RECORD EXTRACTS start

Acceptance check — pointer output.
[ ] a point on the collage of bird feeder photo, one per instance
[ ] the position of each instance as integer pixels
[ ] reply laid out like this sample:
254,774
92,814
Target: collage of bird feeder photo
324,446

RECORD EXTRACTS end

**PROBLEM TO SOLVE:** Copy the records above line for line, with no changes.

**ANSWER TO THIS PROBLEM:**
Acceptance check — pointer output.
[ ] a point on the collage of bird feeder photo, one per instance
[ ] the position of each instance as integer pixels
[ ] reply laid out like this sample:
254,774
92,814
Target: collage of bird feeder photo
324,446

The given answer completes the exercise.